## WHAT YOU HAVE TO DO
Copy all the material below, exactly as it stands.
--- BEGIN DATASET RECORDS ---
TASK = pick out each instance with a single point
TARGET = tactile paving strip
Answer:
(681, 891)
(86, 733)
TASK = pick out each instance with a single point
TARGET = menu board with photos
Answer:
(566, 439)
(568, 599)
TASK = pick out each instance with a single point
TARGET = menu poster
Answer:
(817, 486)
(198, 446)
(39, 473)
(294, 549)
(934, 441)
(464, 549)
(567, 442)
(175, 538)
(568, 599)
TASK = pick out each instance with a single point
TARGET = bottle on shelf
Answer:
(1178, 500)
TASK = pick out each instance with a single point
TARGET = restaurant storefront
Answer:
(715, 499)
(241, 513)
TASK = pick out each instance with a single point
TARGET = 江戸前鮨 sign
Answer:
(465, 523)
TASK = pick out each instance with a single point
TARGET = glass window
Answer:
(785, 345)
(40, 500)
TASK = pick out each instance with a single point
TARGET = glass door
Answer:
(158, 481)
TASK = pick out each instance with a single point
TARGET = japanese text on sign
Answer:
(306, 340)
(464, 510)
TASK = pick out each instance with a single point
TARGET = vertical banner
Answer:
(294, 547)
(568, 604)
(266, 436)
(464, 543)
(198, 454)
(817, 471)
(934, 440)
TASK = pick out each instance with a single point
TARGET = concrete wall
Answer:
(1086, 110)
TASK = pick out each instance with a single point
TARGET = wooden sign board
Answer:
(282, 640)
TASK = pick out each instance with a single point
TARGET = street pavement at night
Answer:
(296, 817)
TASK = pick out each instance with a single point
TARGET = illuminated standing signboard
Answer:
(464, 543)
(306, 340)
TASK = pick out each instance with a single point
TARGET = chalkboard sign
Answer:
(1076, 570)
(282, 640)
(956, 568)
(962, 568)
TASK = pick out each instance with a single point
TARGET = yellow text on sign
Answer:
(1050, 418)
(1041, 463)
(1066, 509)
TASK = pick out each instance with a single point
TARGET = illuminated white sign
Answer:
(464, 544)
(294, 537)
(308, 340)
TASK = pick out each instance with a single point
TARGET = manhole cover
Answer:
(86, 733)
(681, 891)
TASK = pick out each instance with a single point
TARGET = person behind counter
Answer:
--- END DATASET RECORDS ---
## WRITTEN SOLUTION
TASK = pick out each instance with a single point
TARGET = tactile paving strip
Answer:
(681, 891)
(86, 733)
TASK = pick out each instance with a single point
TARGET = menu board with photos
Answer:
(566, 439)
(568, 599)
TASK = pick out each instance with a single point
TARGET = menu poster
Answer:
(817, 486)
(198, 446)
(39, 473)
(294, 549)
(934, 441)
(464, 549)
(567, 442)
(175, 538)
(568, 599)
TASK = pick out each instance with a single point
TARGET = bottle on shelf
Answer:
(1178, 500)
TASK = pick out each instance with a single point
TARGET = restaurant storefront
Answer:
(715, 499)
(241, 513)
TASK = pick out each instance with a single point
TARGET = 江戸前鮨 sign
Answer:
(465, 523)
TASK = pick out each instance with a single point
TARGET = glass window
Answer:
(785, 345)
(40, 500)
TASK = pick out each instance with a single point
TARGET = glass door
Answer:
(158, 481)
TASK = pick out each instance with a single point
TARGET = japanese text on sign
Answer:
(306, 340)
(464, 510)
TASK = pick out each instance with a single point
TARGET = vertical banner
Answer:
(294, 547)
(568, 604)
(266, 436)
(464, 543)
(198, 454)
(817, 471)
(934, 440)
TASK = pick out each instance with a single point
TARGET = concrete wall
Answer:
(1086, 110)
TASK = pick out each instance with a single point
TARGET = wooden sign board
Answer:
(282, 640)
TASK = pick out each instance with a single point
TARGET = street pavement at night
Answer:
(296, 817)
TASK = pick out each instance with a single point
TARGET = illuminated standing signboard
Answer:
(464, 543)
(306, 340)
TASK = pick out each instance with a single point
TARGET = chalkboard sign
Answer:
(1076, 570)
(282, 640)
(956, 568)
(962, 568)
TASK = pick out each instance with a single point
TARGET = yellow text on sign
Answer:
(1050, 418)
(1041, 463)
(1066, 509)
TASK = pick out each instance with a single point
TARGET = illuminated white sign
Answer:
(464, 544)
(294, 537)
(308, 340)
TASK = pick out each instance with a single point
TARGET = manhole cover
Answer:
(86, 733)
(681, 891)
TASK = pick out each instance with a single point
TARGET = person behind counter
Answer:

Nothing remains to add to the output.